FreeBSD on an Armada M300 rocks

Hardware

If you remember back a few weeks ago I posted that I had inherited a Compaq Armada M300 subnotebook. It's no MacBook Air in the design department, but without optical and floppy disk drives, it's very lightweight and small. It's also several years old and has very conservative specs (600MHz Mobile PIII from 2002!) though, so it certainly won't be running Windows Vista any time soon… which is just fine because my favourite OS (for non-Apple hardware of course!) is FreeBSD.

My new (at least to me!) Compaq Armada M300 subnotebook

Before I go any further I have to say this right up front: FreeBSD in the mobile space has come a long way. Despite my preference for the BSDs I always told people up until recently that they were better off running a flavour of Linux such as Slackware or Gentoo (my two preferred distributions) if they wanted to run a free OS that was a bit more technical and capable on their laptops.

Not any more! I popped in a home burned CD of the latest release of FreeBSD (7.0-RELEASE) and booted the installer and was absolutely blown away by the hardware support. Not only did it detect the internal 10/100 ethernet port and the ATI graphics but the PCMCIA wireless card which has always been iffy in past experiences. After installing, booting for the first time, updating the base system, installing Gnome2-lite from ports and configuring Xorg I had a slick and completely usable desktop (rearranged to resemble Leopard of course!):

Gnome on FreeBSD on an Armada M300

What also really blows me away is how responsive all the applications are, especially on a fully fledged DE like Gnome (which itself only takes a few seconds to start) and on such conservative hardware: granted I almost tripled the amount of built in memory from 128MiB to 320MiB and installed a new hard drive with a much larger cache than the previous stock!

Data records
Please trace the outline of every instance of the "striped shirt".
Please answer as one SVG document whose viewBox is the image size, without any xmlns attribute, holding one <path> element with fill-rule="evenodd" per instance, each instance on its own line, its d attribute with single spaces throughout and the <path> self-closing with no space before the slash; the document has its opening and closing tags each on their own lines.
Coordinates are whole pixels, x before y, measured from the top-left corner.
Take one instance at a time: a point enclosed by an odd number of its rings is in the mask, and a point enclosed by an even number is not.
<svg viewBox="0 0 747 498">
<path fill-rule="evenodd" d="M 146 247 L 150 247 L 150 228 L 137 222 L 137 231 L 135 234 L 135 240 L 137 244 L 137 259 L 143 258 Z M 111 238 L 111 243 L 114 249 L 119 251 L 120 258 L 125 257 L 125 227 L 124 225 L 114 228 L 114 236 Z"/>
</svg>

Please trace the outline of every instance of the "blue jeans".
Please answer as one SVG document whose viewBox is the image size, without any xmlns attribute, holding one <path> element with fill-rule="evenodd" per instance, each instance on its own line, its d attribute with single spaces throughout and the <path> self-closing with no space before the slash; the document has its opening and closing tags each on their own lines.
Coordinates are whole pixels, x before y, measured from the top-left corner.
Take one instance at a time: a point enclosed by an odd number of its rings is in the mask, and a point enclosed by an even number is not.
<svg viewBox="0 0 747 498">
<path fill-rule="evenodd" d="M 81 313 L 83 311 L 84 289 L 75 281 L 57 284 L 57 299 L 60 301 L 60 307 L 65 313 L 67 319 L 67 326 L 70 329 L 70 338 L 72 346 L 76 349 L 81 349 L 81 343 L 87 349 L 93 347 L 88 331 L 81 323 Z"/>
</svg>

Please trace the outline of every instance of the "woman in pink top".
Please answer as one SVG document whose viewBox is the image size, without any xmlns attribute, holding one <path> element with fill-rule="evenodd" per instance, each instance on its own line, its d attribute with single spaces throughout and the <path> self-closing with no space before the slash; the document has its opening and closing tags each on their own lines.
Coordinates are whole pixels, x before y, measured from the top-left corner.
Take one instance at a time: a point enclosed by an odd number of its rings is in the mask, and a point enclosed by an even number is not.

» **Challenges**:
1. Which lines of the records contain the string "outline"? Find each one and copy it out in full.
2. What comes next in the blog post about running FreeBSD on the Compaq Armada M300? Continue it from its final sentence.
These records bear no relation to the blog post about running FreeBSD on a Compaq Armada M300.

» **Results of the exercise**:
1.
Please trace the outline of every instance of the "striped shirt".
Please trace the outline of every instance of the "blue jeans".
Please trace the outline of every instance of the "woman in pink top".

2.
I can really see myself using this instead of my MacBook Pro in settings such as coffee shops or for lectures where I'm only running a local wiki for note taking, editing source code and using email; the marketing for the Asus EeePC and the MacBook Air is starting to sink in it seems! I could have used Xfce, Fluxbox or the like, but I'm so impressed with Gnome's performance as is, currently I don't see the need.

I'm still in the early stages of setting this machine up with its new OS and DE, but I'll post more information as I find out. On my current to do list: figure out if and how the "soft buttons" above the regular keyboard can be used somehow, getting high resolution console support compiled into the kernel and figuring out how to adjust the screen brightness on the fly. I haven't tested the built-in modem yet as I haven't needed it, but potentially getting that set up to send faxes would be useful too.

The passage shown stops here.